> **Problem to work on**
From the line with "Question: locate the red" down to the final line of the material below, quote every line exactly and leave out all lines before it.

> **Records for the task**
╭──
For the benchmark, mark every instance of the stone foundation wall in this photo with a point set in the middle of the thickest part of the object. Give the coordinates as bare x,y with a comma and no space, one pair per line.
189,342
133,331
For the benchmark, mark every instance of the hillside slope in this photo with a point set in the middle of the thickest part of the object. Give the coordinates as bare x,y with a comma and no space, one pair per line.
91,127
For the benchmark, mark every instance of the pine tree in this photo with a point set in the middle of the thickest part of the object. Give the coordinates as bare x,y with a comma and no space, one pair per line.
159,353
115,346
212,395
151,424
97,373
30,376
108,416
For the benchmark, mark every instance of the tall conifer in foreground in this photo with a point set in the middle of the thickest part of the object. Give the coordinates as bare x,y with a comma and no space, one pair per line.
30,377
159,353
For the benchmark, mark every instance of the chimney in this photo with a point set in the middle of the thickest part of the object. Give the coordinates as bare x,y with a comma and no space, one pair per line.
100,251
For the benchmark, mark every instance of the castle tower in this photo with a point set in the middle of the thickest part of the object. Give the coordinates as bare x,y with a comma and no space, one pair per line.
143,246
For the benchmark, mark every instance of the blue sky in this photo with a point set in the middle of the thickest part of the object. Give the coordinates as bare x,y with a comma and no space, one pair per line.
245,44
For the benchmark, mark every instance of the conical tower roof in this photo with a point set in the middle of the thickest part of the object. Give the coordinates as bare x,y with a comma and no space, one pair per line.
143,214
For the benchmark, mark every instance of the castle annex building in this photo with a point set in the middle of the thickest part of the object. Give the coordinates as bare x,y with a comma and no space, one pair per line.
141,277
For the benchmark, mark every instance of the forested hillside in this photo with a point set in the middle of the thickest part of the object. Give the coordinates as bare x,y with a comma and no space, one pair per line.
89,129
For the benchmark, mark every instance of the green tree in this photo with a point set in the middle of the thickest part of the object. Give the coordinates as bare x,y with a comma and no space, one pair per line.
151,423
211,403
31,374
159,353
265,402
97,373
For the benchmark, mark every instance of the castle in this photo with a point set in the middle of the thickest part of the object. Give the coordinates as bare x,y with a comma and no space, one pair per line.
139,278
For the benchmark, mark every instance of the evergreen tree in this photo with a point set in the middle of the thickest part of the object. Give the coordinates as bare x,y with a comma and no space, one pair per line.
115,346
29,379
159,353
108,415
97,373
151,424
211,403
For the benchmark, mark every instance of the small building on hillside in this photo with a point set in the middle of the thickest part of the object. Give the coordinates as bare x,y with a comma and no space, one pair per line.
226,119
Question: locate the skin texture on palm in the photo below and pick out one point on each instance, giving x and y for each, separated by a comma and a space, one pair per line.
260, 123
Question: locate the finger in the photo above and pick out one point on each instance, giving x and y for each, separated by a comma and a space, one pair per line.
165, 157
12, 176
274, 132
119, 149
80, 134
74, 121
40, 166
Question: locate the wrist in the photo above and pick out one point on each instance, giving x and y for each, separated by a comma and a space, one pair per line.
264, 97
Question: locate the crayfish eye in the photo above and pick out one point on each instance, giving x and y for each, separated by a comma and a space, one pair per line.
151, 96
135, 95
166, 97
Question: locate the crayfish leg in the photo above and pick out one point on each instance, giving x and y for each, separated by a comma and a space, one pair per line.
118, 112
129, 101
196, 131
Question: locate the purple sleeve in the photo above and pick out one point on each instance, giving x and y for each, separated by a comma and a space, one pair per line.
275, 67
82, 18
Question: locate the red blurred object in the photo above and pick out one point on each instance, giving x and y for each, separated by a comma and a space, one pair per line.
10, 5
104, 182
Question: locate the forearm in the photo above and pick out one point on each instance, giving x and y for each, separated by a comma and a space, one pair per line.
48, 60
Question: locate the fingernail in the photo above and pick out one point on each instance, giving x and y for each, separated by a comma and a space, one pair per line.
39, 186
╰──
> **Final answer**
Question: locate the red blurred object in the photo above and pick out one point on each instance, giving x and y for each, separated by a comma and a space, one pair per line.
10, 5
104, 182
Question: locate the forearm in the photo above and pick out one point on each instance, giving x and y for each, separated by a comma and a space, one pair per line.
48, 60
Question: locate the fingernail in the photo above and pick out one point on each instance, giving x and y for each, separated by a comma and a space, one pair per line.
39, 186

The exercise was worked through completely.